### Problem description
No line before the one containing "Tag every instance of the mud" should appear; that line and all lines after it, through the end of the data, are to be set down exactly.

### Records provided
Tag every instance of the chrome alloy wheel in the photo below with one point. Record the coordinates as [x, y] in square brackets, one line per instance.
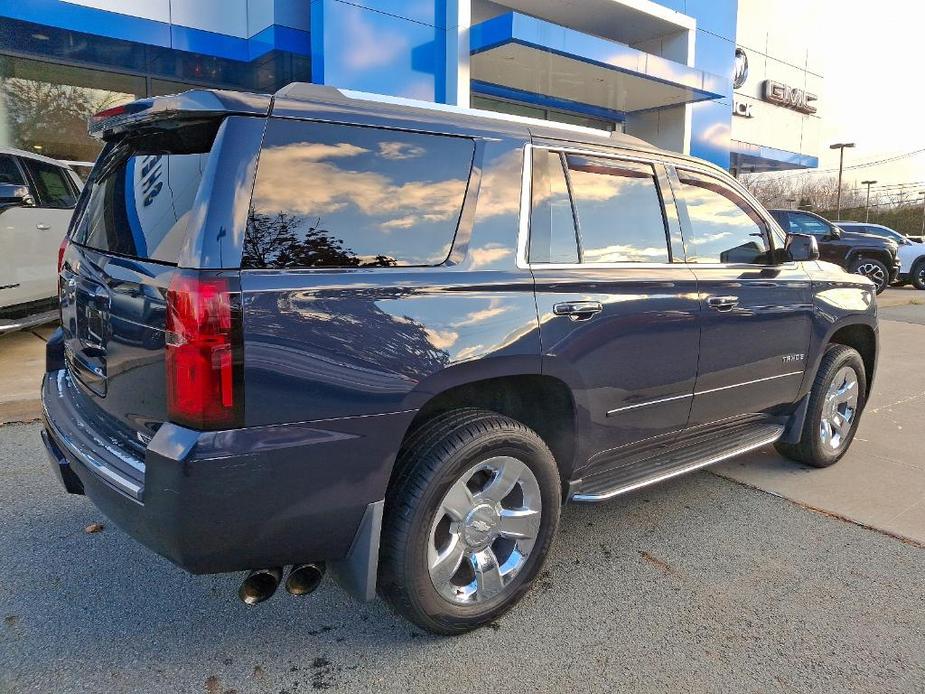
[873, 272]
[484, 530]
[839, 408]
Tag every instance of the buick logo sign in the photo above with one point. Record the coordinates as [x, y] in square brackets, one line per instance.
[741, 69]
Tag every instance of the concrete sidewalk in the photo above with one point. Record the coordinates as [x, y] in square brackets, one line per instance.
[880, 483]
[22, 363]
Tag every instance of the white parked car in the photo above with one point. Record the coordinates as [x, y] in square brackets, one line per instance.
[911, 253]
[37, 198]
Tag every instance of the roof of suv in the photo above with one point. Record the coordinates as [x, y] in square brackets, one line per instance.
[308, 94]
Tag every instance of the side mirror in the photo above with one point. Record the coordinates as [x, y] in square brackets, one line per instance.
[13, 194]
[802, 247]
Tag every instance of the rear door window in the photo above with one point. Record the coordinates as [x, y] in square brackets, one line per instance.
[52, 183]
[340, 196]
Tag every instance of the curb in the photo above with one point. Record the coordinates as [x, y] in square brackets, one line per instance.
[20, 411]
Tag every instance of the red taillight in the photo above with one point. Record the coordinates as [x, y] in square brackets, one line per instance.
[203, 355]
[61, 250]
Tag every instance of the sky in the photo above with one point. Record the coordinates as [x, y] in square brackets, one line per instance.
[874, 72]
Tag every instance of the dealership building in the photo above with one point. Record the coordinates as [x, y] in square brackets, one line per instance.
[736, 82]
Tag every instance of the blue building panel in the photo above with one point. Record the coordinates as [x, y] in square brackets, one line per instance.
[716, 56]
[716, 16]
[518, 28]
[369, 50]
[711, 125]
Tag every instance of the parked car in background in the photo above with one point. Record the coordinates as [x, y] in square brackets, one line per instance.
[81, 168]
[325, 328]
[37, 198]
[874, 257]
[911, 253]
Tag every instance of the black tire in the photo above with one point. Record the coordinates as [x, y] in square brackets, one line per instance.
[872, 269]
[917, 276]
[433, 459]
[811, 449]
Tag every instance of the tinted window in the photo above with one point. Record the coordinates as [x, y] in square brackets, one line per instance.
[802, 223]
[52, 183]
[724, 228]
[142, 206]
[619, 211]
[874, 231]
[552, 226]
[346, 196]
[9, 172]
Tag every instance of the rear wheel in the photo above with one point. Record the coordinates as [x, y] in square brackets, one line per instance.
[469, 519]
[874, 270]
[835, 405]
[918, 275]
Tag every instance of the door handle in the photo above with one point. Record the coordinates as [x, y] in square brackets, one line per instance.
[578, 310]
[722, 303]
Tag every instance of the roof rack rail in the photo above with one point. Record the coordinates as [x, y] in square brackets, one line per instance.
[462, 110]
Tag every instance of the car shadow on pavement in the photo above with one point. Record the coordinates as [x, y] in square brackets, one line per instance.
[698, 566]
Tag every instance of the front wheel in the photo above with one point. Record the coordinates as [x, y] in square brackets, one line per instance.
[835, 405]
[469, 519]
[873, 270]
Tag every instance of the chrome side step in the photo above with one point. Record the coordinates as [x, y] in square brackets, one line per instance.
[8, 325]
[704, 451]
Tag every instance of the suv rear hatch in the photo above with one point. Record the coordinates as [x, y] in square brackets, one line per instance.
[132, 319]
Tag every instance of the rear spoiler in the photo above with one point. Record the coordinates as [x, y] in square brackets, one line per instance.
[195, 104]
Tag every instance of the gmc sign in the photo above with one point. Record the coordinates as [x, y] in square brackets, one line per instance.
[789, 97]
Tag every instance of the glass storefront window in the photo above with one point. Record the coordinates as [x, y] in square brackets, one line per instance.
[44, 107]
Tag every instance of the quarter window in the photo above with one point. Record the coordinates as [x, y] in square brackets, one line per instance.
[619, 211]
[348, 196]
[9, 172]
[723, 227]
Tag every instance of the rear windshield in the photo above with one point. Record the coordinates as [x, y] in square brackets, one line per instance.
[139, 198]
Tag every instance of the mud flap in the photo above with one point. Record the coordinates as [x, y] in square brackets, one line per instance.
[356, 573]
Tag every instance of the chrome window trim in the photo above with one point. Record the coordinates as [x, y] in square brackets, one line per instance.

### Response for this exercise
Tag every instance of the mud flap in the photo above with one point. Record the coordinates as [x, y] in square brackets, one line per instance.
[356, 573]
Tag every instance of the chrome window trim in the photo above with one point. Record the coordinates as [x, y] in square brackets, one line per instance.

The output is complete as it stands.